*Perguntas a responder*:
A - Transcreva, do texto sobre as reedições do selo CTI, o trecho que começa em "Algumas das mais" e segue até "York Jazz Quartet).".
B - Dê continuidade ao artigo sobre as reedições do selo CTI, começando logo após a última frase apresentada.

Tuesday, May 22, 2007

Raridades do selo CTI reaparecem em CD



Raridades do selo CTI reaparecem em CD
Arnaldo DeSouteiro
Artigo escrito por Arnaldo DeSouteiro em 21 de Agosto de 2003 e publicado originalmente no jornal "Tribuna da Imprensa"

Algumas das mais interessantes reedições deste ano, no mercado jazzístico, vem sendo proporcionadas pela companhia japonesa PJL, que licenciou vários títulos do selo americano CTI. Todos relançados em formato digipack , reproduzindo em miniatura os luxuosos “designs” originais dos álbuns de capa-dupla. Ou seja, com os disquinhos guardadinhos exatamente como ocorria na época do vinil. Entre os destaques estão obras que reaparecem pela primeira vez em CD: “Polar AC” (Freddie Hubbard), “Rambler” (Gabor Szabo), “Carnegie Hall” (Hubert Laws) e o estupendo “In Concert in Japan” (The New York Jazz Quartet).

Shows memoráveis

De saída, vale esclarecer que, em 1987, a Sony lançou nos EUA um CD exatamente com o mesmo título e a mesma capa de “In Concert in Japan”. O conteúdo, porém, era diferente do LP homônimo lançado doze anos antes, pois o produtor Didier Deursch optou por utilizar as fitas de um outro show realizado em 23 de março de 1975 no Yubin-Chokni-Kaikan-Hall de Tokyo, no início da primeira turnê japonesa do grupo batizado The New York Jazz Quartet. Uma ação judicial, movida pelos integrantes do conjunto (o contrabaixista Ron Carter, o pianista Roland Hanna, o batera Ben Riley e o flautista/saxofonista Frank Wess) logo retirou o tal CD de circulação, que agora vale cerca de duzentos dólares em leilões na internet.

Somente agora, graças a PLJ, o show “verdadeiro”, de 2 de abril de 75, quando o grupo já estava mais afiado no final da excursão, finalmente surge em CD. São apenas quatro faixas. Mas que faixas! E todas com mais de dez minutos de duração, sem cortes ou consertos em estúdio, com a espontaneidade da performance captada com irretocável qualidade técnica, realçada pela transparência da mixagem de Rudy Van Gelder. A turma abre os trabalhos com a lindíssima “Little waltz”, de Carter, seguida por uma recriação sensacional de “Well, you needn’t”, do gênio Thelonious Monk, destacando Wess na flauta. O saudoso Sir Roland Hanna, o “Chopin do jazz”, emociona a platéia com seu pungente número de piano-solo, “Introspection”. Assina também o crepitante tema de encerramento, “Mediterranean seascape”, com um show particular de Ben Riley enquanto Wess mostra sua classe no sax soprano.

O outro disco “ao vivo” do pacote é igualmente brilhante, embora tenha passado por uma certa maquiagem. Achando que a atuação do baterista Freddie Waits havia sido excessivamente sutil durante o concerto do flautista Hubert Laws no “Carnegie Hall”, em 12 de janeiro de 1973, o produtor Creed Taylor convocou Billy Cobham para fazer um “overdubbing” no estúdio de Van Gelder – mas sem poder deletar inteiramente o som de Waits, até porque tinha vazado através dos microfones de outros instrumentos. Acabaram ficando as duas baterias, gerando um efeito bastante interessante, embora com as viradas diabólicas de Cobham em primeiro plano. E os dois artistas receberam os devidos créditos na ficha técnica.

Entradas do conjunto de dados
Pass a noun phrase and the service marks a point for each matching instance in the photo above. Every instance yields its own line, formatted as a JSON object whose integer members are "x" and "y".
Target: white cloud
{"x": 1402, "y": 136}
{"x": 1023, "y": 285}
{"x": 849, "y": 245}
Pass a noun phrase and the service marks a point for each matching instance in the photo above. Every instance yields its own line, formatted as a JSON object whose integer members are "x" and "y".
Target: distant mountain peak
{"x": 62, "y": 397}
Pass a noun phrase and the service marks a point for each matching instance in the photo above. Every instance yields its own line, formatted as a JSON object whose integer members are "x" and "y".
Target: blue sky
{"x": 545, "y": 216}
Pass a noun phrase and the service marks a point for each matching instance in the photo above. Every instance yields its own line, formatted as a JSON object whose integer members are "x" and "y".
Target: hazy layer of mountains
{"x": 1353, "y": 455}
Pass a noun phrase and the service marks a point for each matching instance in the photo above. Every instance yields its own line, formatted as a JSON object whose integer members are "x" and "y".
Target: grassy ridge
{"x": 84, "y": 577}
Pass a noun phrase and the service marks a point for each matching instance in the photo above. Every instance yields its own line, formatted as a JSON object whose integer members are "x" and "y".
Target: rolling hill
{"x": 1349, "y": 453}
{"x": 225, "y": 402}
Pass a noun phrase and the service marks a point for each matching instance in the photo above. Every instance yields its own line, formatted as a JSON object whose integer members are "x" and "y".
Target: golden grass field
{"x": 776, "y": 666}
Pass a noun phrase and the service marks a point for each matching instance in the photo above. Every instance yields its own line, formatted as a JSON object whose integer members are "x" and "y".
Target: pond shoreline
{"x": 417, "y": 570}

*Respostas*:
A -
Algumas das mais interessantes reedições deste ano, no mercado jazzístico, vem sendo proporcionadas pela companhia japonesa PJL, que licenciou vários títulos do selo americano CTI. Todos relançados em formato digipack , reproduzindo em miniatura os luxuosos “designs” originais dos álbuns de capa-dupla. Ou seja, com os disquinhos guardadinhos exatamente como ocorria na época do vinil. Entre os destaques estão obras que reaparecem pela primeira vez em CD: “Polar AC” (Freddie Hubbard), “Rambler” (Gabor Szabo), “Carnegie Hall” (Hubert Laws) e o estupendo “In Concert in Japan” (The New York Jazz Quartet).

B -
Creed planejara inicialmente um álbum-duplo, mas acabou lançando um LP simples por não querer repetir as músicas já gravadas por Laws nos discos de estúdio “Afro-classic” (com Waits impecável na bateria, vale dizer) e “Rite of spring”. Conforme ele próprio relembra, “não faria sentido que eu pedisse a Hubert para tocar apenas coisas novas, inclusive porque ele precisava centrar o repertório nos sucessos dos discos que queríamos divulgar”. Tanto que, depois de uma espetacular releitura do tema “Windows”, de Chick Corea, com ótimos solos de Laws, Bob James no piano e Dave Friedman no vibrafone, assim que o flautista emenda com a introdução de “Fire and rain”, de James Taylor (gravada tanto em “Afro-classic” como no antológico “California Concert” da bandaça CTI All-Stars), a faixa termina em abrupto fade-out.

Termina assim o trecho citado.